▶ [Box-labeled dataset extracts]:
▬▬▬▬▬▬

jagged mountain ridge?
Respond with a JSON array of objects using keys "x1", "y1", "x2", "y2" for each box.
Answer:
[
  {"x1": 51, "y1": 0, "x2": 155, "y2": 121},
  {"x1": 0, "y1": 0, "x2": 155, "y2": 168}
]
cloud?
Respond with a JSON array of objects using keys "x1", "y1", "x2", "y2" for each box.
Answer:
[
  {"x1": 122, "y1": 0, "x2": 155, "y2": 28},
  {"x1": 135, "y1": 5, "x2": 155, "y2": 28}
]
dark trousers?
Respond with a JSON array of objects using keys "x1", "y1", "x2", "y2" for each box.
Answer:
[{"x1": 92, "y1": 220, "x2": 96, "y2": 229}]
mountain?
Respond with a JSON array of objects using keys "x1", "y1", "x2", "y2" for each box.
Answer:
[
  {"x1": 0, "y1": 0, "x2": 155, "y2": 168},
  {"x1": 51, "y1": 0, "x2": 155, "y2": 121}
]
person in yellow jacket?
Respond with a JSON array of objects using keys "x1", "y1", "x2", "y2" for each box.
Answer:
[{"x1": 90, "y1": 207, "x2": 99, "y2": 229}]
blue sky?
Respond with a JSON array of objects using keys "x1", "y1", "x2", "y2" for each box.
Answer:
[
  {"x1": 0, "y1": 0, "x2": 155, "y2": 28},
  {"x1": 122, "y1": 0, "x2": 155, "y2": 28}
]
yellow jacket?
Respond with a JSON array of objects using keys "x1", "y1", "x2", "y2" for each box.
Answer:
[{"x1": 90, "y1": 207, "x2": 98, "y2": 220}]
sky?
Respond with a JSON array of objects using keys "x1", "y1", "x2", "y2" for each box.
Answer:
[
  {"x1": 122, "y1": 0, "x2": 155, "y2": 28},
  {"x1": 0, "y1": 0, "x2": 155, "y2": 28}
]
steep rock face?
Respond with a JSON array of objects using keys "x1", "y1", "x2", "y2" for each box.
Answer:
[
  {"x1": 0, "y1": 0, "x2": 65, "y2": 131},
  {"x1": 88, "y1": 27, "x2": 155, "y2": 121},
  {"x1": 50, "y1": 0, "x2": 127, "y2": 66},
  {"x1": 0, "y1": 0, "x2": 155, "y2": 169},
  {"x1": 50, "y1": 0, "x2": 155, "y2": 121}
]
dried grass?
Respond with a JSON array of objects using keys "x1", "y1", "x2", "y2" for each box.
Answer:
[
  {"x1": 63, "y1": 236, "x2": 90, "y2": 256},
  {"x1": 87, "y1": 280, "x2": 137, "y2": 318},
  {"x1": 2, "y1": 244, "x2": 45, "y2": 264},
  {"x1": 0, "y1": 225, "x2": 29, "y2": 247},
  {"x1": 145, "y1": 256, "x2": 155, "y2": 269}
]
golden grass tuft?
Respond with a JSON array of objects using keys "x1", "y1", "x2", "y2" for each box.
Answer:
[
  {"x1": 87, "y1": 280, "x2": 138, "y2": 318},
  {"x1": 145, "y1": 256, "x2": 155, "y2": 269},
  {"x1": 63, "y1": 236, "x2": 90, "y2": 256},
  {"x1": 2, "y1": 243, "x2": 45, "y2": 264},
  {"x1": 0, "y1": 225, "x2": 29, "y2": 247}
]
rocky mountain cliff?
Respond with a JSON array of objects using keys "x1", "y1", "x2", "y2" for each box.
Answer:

▬▬▬▬▬▬

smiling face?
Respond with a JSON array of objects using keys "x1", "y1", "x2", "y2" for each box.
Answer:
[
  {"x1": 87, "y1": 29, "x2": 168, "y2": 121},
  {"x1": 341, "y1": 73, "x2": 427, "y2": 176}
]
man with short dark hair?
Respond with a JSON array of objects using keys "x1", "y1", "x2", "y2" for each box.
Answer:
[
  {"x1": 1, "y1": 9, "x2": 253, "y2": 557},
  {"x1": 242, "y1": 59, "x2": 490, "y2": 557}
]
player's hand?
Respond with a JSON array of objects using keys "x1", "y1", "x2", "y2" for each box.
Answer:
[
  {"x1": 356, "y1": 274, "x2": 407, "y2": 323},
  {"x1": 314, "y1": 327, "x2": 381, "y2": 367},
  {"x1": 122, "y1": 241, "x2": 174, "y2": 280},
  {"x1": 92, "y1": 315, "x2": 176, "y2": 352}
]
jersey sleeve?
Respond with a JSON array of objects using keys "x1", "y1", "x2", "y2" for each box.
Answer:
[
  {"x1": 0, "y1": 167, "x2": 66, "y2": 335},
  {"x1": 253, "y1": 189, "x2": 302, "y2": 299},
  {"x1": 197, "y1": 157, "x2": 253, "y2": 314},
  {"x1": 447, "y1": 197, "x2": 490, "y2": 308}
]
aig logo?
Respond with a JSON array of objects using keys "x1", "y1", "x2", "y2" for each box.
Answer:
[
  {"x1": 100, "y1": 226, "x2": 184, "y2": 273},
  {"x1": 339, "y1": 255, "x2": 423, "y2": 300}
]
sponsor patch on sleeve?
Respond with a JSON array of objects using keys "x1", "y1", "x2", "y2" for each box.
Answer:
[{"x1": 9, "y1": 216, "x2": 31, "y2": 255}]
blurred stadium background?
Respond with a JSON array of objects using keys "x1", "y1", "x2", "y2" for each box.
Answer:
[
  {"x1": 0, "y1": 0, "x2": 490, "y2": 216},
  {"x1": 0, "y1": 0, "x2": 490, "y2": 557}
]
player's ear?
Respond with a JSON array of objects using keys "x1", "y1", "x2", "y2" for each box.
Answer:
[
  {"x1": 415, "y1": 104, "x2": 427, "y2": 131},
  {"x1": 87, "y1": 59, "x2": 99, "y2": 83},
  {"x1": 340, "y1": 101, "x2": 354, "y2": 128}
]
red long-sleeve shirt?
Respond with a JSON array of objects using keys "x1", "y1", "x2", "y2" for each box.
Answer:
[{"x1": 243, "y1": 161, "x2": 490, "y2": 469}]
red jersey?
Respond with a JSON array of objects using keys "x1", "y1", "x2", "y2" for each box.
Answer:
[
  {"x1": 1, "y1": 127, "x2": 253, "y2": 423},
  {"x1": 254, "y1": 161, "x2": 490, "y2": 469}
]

▬▬▬▬▬▬

▶ [THE REQUEST]:
Report every line of the records that contains the word "yellow".

▶ [THE RESPONSE]:
person in yellow jacket?
yellow jacket?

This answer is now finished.